What the exercise asks
List each line of the material below that contains the word "every", matching case exactly.

Supplied data
=-=-=
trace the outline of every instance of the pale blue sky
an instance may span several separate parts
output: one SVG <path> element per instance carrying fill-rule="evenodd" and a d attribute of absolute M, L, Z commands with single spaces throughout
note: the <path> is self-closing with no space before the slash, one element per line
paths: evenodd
=-=-=
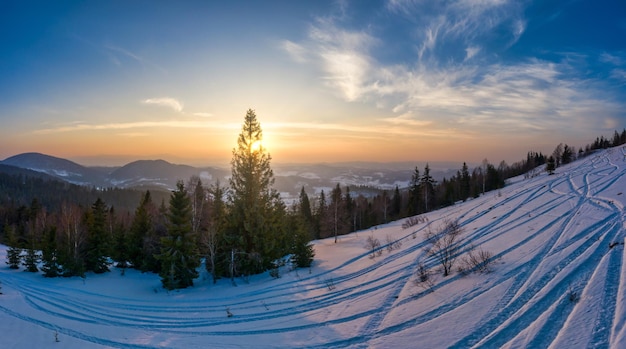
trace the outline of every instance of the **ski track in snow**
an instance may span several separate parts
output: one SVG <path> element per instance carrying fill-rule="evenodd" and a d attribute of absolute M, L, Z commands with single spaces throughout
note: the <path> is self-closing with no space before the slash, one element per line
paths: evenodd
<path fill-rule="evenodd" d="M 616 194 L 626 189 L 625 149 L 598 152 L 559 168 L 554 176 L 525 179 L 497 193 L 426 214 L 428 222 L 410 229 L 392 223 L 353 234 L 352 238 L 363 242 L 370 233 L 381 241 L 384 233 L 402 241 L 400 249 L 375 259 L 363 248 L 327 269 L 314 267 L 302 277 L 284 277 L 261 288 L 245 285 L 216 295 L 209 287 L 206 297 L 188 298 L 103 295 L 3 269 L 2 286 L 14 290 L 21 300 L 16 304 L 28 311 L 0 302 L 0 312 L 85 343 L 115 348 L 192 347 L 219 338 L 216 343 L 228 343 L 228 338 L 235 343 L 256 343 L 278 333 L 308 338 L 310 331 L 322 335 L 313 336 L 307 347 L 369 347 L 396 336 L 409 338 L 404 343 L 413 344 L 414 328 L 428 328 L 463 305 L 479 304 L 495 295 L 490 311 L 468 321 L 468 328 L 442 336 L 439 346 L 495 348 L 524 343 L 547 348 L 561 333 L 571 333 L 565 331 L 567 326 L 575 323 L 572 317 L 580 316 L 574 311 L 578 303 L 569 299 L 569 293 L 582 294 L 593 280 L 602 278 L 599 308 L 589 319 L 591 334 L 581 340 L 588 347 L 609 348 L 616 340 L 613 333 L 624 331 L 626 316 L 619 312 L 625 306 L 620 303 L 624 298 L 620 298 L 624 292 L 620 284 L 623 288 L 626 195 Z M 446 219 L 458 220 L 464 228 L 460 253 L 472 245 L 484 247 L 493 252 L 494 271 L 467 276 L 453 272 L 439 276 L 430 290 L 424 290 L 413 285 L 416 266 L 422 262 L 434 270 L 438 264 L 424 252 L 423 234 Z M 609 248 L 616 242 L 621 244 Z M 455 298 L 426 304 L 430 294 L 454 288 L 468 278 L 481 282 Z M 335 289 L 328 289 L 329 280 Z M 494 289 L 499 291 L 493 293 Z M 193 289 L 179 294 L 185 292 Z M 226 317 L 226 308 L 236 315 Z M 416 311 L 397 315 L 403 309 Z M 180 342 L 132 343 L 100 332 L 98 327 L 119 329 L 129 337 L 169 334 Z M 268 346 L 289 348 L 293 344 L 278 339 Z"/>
=-=-=
Result
trace the outline of every instance of the pale blue sky
trace the outline of every instance of the **ski track in snow**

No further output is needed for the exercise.